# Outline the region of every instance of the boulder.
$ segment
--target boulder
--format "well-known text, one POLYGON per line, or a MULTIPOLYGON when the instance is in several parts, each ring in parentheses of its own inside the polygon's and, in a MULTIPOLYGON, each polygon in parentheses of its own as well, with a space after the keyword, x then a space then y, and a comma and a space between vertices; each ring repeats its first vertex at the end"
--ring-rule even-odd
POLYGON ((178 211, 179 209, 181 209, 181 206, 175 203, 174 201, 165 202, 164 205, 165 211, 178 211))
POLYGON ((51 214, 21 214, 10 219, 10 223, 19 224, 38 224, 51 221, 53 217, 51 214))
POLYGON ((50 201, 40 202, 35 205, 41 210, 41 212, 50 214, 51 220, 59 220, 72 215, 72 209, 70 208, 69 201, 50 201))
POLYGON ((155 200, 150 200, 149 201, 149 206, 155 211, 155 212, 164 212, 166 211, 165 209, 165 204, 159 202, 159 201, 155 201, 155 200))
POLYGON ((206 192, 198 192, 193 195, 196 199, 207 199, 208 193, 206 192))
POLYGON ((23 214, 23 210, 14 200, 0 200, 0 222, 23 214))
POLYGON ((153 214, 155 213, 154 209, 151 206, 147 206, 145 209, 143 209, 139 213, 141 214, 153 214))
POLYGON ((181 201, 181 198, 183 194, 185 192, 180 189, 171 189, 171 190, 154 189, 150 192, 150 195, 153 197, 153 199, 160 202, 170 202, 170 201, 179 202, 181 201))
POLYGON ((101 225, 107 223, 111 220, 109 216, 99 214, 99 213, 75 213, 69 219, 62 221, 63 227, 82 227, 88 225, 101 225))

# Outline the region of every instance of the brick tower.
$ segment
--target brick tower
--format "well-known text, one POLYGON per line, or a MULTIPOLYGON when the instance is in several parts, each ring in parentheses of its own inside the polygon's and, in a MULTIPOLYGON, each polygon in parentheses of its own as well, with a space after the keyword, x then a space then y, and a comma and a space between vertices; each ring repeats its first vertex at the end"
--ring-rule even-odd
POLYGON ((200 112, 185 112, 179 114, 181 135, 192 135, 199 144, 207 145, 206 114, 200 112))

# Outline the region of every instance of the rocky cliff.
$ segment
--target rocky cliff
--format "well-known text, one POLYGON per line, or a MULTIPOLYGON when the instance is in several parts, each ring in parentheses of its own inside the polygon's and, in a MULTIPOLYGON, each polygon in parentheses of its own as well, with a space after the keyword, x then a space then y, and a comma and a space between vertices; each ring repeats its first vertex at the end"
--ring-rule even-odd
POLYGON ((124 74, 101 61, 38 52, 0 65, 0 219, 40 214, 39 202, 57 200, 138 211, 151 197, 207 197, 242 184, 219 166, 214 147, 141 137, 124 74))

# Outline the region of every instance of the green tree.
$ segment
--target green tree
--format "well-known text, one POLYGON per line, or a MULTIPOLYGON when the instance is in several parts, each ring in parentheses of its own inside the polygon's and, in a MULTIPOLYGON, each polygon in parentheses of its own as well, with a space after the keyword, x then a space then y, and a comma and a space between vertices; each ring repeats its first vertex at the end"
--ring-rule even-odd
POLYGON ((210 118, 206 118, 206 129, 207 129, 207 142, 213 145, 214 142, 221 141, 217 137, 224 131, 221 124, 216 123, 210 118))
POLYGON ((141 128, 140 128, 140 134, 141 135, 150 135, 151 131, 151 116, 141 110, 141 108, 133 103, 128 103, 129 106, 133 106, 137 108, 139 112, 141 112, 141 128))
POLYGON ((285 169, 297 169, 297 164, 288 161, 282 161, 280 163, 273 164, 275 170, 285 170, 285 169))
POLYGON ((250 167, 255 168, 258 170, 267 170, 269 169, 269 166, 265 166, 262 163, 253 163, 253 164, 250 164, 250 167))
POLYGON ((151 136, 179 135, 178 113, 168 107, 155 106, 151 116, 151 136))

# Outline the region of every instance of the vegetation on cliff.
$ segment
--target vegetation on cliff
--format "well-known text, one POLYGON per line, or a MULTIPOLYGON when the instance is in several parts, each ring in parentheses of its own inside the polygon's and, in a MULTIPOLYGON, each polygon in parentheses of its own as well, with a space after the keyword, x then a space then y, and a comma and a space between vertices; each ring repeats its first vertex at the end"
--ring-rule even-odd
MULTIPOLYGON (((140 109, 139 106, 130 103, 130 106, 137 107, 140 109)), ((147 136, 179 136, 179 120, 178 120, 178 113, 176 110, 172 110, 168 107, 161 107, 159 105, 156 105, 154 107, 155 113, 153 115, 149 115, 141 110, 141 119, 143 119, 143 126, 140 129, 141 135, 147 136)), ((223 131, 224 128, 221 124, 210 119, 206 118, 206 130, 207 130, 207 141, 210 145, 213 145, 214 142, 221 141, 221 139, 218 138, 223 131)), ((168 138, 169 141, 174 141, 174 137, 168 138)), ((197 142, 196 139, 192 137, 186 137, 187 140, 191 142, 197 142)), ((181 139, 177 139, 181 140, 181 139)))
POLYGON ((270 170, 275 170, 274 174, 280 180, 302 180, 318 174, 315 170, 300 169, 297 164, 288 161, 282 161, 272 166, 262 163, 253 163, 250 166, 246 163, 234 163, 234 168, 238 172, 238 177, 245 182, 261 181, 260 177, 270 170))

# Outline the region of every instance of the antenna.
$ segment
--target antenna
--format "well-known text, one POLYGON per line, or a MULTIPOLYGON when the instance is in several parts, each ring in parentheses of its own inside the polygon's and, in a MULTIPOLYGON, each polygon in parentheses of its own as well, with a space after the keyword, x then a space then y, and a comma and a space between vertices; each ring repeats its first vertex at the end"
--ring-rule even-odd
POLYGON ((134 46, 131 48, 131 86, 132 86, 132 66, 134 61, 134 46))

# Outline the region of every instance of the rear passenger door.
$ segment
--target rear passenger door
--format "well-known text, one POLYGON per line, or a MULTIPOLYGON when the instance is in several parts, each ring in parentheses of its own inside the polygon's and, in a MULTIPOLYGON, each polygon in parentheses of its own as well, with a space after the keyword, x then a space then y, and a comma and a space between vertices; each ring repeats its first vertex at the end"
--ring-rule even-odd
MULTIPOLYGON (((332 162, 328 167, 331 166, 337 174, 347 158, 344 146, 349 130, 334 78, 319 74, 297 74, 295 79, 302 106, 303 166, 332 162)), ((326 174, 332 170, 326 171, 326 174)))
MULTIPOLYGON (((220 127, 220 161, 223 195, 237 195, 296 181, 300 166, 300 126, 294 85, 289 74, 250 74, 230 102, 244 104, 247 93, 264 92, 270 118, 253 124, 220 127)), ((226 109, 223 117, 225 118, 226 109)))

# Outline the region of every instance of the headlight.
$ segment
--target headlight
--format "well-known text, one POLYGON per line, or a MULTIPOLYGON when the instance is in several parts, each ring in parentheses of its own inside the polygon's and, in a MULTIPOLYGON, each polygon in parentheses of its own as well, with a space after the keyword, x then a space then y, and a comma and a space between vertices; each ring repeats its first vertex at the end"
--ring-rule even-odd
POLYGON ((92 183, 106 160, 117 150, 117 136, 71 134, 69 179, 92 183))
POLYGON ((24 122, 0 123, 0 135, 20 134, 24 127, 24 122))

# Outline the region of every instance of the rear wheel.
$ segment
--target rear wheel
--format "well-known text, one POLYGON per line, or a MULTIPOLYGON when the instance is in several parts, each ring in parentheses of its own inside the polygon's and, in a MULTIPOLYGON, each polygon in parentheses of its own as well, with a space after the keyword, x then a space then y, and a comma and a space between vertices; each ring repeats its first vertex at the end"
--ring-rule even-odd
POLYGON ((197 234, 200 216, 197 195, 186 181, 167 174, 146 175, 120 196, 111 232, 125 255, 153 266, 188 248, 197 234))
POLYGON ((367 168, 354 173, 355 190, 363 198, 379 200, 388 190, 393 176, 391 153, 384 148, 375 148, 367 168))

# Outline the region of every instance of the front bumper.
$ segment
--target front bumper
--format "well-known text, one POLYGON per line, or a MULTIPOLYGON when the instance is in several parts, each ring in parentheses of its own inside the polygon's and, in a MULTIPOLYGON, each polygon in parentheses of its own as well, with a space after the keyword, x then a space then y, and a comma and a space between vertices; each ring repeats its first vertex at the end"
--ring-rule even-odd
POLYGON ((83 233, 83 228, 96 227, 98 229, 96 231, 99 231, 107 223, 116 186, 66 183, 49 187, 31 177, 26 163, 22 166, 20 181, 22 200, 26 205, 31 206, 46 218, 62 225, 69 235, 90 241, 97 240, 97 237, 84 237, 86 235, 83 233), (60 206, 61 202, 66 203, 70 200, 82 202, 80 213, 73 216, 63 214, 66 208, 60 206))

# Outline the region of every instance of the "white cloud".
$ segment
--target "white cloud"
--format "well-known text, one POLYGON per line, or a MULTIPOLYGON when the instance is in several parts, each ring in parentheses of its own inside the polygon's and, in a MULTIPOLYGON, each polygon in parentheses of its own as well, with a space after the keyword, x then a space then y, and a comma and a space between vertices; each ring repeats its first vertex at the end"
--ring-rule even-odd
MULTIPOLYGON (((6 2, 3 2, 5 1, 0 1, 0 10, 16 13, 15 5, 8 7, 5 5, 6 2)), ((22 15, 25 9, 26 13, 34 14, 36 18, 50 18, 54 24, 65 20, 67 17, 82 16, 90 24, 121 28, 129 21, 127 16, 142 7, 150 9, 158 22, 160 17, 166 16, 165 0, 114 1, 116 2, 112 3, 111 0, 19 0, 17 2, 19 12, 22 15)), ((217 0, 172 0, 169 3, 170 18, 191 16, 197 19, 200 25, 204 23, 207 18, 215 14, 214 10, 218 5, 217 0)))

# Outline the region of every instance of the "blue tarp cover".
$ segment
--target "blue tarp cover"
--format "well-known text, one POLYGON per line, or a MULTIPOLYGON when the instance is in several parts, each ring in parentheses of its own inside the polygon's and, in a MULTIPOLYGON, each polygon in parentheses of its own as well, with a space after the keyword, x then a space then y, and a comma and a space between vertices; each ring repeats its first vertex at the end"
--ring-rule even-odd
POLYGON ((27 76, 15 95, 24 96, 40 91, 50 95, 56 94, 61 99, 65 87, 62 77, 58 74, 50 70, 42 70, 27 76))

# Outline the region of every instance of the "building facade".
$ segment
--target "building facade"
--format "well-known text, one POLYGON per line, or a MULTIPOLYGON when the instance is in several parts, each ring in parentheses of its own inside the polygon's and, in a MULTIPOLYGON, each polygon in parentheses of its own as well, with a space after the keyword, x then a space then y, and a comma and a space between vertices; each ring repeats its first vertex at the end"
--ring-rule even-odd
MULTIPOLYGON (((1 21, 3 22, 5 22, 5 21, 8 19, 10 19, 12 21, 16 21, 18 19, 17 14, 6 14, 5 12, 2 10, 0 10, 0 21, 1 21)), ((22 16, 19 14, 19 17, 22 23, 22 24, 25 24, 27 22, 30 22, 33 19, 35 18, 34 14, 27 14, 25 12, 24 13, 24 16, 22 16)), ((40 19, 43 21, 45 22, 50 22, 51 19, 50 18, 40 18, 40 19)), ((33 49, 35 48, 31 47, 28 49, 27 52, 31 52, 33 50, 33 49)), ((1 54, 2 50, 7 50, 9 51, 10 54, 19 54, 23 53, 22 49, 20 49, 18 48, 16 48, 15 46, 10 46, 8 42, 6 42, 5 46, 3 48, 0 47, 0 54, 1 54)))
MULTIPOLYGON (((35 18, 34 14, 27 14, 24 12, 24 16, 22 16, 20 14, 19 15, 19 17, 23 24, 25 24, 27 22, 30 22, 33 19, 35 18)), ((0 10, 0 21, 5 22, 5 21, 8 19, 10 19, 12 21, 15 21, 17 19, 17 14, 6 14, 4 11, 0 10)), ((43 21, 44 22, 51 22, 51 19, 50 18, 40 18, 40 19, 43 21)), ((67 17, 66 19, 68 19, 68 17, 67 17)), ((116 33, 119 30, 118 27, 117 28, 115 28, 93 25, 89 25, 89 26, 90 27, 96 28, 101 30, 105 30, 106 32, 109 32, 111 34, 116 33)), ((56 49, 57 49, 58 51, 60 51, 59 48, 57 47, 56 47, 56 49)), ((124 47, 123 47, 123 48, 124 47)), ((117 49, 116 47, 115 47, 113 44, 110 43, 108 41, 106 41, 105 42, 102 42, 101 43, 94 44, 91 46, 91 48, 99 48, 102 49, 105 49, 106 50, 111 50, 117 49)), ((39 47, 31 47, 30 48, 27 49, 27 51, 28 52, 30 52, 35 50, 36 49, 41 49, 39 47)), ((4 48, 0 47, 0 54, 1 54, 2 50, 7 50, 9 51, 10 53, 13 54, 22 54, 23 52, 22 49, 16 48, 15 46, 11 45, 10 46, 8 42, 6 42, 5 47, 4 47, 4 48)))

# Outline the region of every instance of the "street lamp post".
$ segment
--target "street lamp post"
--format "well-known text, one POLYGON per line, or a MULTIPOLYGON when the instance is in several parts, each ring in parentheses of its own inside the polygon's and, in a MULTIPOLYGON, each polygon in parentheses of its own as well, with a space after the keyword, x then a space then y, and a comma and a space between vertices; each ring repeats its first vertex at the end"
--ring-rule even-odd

====

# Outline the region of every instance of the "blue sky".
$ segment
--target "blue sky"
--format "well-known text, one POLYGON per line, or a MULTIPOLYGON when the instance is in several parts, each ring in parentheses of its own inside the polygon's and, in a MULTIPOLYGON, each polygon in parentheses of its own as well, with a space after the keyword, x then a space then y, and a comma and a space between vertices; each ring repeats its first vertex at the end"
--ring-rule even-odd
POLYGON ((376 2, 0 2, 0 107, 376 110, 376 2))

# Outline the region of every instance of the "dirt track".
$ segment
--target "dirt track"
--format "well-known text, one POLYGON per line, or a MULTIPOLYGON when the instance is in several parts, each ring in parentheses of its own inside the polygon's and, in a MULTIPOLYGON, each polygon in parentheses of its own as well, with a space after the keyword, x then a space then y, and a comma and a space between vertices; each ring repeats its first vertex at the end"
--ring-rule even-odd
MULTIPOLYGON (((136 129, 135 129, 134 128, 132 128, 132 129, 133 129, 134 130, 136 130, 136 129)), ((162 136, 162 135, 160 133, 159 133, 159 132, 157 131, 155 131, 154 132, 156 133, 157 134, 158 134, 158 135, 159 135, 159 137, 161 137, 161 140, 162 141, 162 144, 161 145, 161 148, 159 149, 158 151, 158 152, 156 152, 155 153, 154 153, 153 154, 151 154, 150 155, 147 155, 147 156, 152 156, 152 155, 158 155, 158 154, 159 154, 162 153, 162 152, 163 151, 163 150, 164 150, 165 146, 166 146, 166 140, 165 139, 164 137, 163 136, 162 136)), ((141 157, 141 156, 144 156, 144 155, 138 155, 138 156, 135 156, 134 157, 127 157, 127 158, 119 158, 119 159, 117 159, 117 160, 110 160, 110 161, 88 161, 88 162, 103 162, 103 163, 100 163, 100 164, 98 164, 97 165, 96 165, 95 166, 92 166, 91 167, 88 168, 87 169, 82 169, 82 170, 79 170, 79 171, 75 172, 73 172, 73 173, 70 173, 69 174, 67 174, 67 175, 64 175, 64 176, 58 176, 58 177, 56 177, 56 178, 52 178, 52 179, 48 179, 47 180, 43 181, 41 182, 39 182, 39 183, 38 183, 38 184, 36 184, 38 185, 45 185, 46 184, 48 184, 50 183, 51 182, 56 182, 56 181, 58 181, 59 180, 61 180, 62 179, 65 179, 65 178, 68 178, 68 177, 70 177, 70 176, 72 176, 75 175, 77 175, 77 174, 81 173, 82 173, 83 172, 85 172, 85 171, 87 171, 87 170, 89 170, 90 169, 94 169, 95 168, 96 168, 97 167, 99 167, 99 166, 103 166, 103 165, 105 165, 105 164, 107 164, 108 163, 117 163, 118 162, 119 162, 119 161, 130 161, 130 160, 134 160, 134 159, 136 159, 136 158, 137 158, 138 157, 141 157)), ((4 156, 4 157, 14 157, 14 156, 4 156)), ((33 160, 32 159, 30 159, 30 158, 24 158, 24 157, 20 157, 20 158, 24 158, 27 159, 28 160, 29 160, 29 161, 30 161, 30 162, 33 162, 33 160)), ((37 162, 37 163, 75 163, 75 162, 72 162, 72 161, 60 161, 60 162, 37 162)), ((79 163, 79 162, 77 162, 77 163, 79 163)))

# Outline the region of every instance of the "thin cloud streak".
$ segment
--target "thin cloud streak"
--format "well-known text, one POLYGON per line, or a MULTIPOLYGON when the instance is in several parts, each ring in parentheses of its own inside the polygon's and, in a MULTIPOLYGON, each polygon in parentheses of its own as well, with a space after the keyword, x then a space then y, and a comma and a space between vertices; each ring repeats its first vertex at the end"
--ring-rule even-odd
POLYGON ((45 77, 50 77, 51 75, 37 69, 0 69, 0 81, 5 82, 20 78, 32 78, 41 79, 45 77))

====

The task » Copy out the lines above verbatim, from the line with "# Outline the region of every instance of the rocky" to the line with "POLYGON ((124 74, 101", both included.

In response »
# Outline the region of every instance of the rocky cliff.
$ segment
--target rocky cliff
--format "well-known text, one POLYGON per line, or a MULTIPOLYGON when the instance is in several parts, each ring in parentheses of its own inside the polygon's and, in a MULTIPOLYGON, each polygon in parentheses of its own as well, with a space after the keyword, x then a space then y, and a comma and a space between vertices; each ring repeats its first vertex at the end"
--ring-rule even-odd
POLYGON ((124 74, 101 61, 38 52, 0 65, 0 219, 40 214, 39 202, 57 200, 138 211, 151 197, 207 197, 242 184, 219 166, 214 147, 141 137, 124 74))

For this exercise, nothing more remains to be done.